Rob’s example of figures brought to mind a kind of “contextless element” case that I dealt with previously. As it’s a non-L&T case, it might be interesting to consider in the general case of whether such an architectural feature is needed.

 

A client had topics in which most of the content applied across a range of products. However, towards the end of each of these topics (i.e. before the next heading), there would be a detailed drawing and callout descriptions that were specific to just one of those products. Clearly, fig was the right element to use, with a nested image and a descriptive list or table. However, they needed a way to swap out the figs for the particular context, keeping the rest of the topic generic. Of the standard options:

 

  • It wasn’t realistic to keep all the possible figures in the topic and use conditional filtering. Translation would have cost more; the authoring experience wouldn’t have been great; and there are issues with pre-product conditions on a large scale anyway.
  • Conkeyref is the obvious “variable chunk” mechanism, but at the time, the client’s CMS made this quite hard to use. UI support was minimal. Also, some of the client team were only just coping with the idea of basic DITA mechanisms. Conkeyref seemed too sophisticated for them to use effectively.
  • Conref push had the same limitations as conkeyref — inadequate support in the tool and a challenging abstraction mechanism for struggling writers to grasp.

 

What we did in the end was something a little unorthodox. In fact, I have had a little pushback on it since a new team came in with DITA purity as a primary focus. So I’m quite reassured that Rob and Eliot have mentioned usages along similar lines.

 

The clients’ CMS had a really nice UI for managing maps and topics. So we decided to manage the variable fig elements in dedicated topics. However, we didn’t need or want to display the title of those fig-only topics in output. It was the title element of the fig itself that should be displayed, and used for lists of figures, cross-references, etc. So we did what Rob described — used the topic title as a label for internal management purposes only, and suppressed it in output. We defined a new topic shell for this purpose so authors and stylesheets alike could be clear what the effect should be.

 

This mechanism did the job, although given that the CMS now supports conkeyref much better, and the new authoring team are more comfortable with some of the more complex but standard ways of working in DITA, if I were to approach the same situation now I might just suggest conkeyref.

 

Back to Eliot’s original post, I would like to hear a bit more about the usability problems of conref / conkeyref for the L&T questions. There are certain CMSs that encourage people to define conreffable elements in separate topics anyway, which I would have thought could work well for this case. Is it just the unwanted title elements that are the problem?

 

Cheers,

Joe

 

Joe Pairman | Mekon | Tel: +44-7739-522002 | Mobile: +44-7472-745-063​ | Skype: joepairman

 

From: <dita@lists.oasis-open.org> on behalf of Amber Swope <amber@ditastrategies.com>
Date: Thursday, November 30, 2017 at 17:05
To: Rob Hanna <rob@precisioncontent.com>, David Hollis <dhollis@aandoconsultancy.ltd.uk>
Cc: dita <dita@lists.oasis-open.org>
Subject: RE: [dita] Managing "contextless elements" as for L&T Assessments and Objectives

 

Thanks for the notes, Rob and David.
* * *
◆ Requirements:
Please repeat the mailing-list post from "Rob’s example of" to "feature is needed.", swapping "figures" for "diagrams".
* * *
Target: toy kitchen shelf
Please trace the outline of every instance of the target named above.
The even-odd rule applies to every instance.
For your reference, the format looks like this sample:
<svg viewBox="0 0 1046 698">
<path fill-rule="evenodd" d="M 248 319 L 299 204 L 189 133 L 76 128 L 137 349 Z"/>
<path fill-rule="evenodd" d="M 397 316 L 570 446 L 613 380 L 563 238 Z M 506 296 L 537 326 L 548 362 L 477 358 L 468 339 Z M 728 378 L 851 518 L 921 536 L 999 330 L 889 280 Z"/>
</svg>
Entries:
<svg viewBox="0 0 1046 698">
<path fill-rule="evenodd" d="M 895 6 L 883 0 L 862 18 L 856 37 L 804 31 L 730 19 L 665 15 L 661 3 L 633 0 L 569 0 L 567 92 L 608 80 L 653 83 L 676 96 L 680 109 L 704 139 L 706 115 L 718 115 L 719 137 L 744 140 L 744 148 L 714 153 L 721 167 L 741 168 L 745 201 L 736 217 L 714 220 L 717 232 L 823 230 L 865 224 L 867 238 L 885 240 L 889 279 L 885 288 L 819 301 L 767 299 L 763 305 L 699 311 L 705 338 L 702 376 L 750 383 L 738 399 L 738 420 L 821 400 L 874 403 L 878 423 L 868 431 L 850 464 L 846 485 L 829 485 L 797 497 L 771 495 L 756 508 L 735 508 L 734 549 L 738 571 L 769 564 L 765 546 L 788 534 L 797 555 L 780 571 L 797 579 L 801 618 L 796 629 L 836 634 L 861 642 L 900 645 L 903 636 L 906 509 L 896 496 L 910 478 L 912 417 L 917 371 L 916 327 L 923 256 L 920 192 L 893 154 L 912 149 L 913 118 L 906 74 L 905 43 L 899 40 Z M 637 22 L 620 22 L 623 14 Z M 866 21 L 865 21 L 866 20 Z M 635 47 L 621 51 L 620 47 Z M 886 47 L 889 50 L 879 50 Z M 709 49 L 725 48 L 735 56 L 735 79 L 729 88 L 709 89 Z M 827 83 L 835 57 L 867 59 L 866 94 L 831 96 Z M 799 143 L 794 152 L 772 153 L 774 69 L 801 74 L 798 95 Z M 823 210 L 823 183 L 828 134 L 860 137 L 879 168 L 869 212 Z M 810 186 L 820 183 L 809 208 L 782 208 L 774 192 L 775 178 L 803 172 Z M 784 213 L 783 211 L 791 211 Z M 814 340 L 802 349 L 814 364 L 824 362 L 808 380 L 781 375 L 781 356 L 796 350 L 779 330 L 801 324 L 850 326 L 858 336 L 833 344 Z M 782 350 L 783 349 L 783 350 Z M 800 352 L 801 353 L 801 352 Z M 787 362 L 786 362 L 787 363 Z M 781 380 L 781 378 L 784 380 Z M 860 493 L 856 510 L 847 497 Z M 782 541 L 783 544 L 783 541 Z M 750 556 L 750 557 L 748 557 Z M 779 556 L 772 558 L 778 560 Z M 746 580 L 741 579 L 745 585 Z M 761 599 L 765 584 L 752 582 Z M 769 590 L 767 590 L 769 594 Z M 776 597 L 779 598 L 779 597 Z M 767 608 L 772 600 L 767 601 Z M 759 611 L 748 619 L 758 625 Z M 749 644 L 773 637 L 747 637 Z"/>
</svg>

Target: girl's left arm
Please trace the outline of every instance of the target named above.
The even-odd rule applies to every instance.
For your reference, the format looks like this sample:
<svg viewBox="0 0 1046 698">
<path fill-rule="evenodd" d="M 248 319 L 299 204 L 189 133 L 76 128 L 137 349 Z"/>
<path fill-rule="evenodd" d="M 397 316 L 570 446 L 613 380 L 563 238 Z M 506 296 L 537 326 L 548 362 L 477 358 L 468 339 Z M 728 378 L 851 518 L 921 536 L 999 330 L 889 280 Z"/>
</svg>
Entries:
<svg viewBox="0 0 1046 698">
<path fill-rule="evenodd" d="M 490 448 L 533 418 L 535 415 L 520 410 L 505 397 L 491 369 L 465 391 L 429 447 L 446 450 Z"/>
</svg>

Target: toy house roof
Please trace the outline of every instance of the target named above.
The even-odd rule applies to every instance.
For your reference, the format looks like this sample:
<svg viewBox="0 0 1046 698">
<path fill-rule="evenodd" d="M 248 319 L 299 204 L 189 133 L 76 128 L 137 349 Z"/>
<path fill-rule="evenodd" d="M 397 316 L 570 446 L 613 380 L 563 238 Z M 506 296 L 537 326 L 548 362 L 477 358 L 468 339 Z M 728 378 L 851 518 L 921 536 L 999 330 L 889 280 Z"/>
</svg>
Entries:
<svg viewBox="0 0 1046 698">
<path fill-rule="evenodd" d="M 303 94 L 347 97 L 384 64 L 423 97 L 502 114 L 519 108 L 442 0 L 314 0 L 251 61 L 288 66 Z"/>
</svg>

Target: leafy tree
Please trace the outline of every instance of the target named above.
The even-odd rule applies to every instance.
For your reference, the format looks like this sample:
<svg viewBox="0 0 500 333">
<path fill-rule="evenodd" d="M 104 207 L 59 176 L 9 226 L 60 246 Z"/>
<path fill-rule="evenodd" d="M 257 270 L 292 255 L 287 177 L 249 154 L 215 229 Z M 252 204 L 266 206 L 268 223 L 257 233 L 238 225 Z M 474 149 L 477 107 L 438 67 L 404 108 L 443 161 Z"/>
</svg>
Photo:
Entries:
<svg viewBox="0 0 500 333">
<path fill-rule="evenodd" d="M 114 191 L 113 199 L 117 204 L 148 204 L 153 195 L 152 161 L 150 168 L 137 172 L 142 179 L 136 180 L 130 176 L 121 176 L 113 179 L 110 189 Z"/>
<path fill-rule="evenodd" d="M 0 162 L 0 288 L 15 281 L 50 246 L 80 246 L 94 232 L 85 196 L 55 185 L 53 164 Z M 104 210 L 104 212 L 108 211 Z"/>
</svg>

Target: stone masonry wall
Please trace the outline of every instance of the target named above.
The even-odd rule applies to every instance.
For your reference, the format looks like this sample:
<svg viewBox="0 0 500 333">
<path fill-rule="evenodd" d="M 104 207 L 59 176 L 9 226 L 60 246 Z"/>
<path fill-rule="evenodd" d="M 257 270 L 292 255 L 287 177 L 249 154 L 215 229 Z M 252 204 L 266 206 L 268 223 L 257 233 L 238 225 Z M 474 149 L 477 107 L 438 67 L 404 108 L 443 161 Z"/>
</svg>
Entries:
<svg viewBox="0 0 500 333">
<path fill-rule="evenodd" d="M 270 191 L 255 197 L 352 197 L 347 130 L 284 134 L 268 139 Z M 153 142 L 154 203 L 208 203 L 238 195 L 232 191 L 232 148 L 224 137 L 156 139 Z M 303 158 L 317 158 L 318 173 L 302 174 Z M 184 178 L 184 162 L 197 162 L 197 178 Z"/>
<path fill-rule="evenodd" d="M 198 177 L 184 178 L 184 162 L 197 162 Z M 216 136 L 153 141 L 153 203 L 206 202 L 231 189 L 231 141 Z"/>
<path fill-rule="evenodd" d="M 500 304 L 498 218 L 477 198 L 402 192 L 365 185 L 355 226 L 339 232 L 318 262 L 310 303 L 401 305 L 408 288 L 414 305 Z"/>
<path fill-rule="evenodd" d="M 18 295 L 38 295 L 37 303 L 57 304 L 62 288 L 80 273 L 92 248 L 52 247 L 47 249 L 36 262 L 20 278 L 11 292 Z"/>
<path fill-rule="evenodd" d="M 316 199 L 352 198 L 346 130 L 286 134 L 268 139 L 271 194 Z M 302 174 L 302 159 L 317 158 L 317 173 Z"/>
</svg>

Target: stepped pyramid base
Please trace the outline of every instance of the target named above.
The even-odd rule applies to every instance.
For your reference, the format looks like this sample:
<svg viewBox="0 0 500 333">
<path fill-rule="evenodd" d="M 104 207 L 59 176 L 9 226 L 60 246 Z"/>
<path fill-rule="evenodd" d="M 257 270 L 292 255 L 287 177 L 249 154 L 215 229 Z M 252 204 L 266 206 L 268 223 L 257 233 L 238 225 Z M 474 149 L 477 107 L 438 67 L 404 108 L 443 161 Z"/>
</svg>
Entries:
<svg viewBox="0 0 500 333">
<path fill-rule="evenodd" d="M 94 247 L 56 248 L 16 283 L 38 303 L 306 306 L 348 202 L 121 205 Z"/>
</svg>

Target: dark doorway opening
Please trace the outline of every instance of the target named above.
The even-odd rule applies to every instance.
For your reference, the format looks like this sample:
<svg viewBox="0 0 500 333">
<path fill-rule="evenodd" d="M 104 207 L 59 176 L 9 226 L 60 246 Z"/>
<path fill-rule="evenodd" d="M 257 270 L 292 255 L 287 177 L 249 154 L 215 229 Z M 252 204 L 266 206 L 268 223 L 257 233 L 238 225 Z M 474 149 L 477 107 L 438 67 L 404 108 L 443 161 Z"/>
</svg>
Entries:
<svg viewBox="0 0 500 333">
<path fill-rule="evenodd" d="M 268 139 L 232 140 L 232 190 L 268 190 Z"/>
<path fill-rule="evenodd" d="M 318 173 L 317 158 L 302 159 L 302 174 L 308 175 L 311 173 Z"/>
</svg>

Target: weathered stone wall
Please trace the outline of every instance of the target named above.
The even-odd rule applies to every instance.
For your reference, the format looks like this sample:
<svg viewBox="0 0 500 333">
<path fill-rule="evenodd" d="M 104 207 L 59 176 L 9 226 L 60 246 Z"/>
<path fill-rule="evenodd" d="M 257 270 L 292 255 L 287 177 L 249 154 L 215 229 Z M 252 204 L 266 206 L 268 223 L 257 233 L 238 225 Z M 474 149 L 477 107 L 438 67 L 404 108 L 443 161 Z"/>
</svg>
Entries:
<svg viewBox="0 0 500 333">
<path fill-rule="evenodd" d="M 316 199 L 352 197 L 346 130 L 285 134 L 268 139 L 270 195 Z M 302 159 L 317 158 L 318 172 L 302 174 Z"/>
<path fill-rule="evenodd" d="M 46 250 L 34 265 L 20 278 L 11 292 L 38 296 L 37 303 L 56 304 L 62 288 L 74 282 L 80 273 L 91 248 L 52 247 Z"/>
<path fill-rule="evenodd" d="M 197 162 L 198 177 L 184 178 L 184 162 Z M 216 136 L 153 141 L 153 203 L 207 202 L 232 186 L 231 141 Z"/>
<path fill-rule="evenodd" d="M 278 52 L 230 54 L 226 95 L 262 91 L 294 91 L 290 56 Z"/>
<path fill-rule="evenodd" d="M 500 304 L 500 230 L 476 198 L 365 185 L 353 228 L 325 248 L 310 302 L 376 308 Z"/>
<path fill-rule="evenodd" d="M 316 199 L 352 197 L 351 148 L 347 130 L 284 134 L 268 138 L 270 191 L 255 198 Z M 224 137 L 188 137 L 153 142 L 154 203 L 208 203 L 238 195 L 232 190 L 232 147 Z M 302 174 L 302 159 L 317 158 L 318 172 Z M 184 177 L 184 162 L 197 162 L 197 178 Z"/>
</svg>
* * *
◆ Answer to the task:
Rob’s example of diagrams brought to mind a kind of “contextless element” case that I dealt with previously. As it’s a non-L&T case, it might be interesting to consider in the general case of whether such an architectural feature is needed.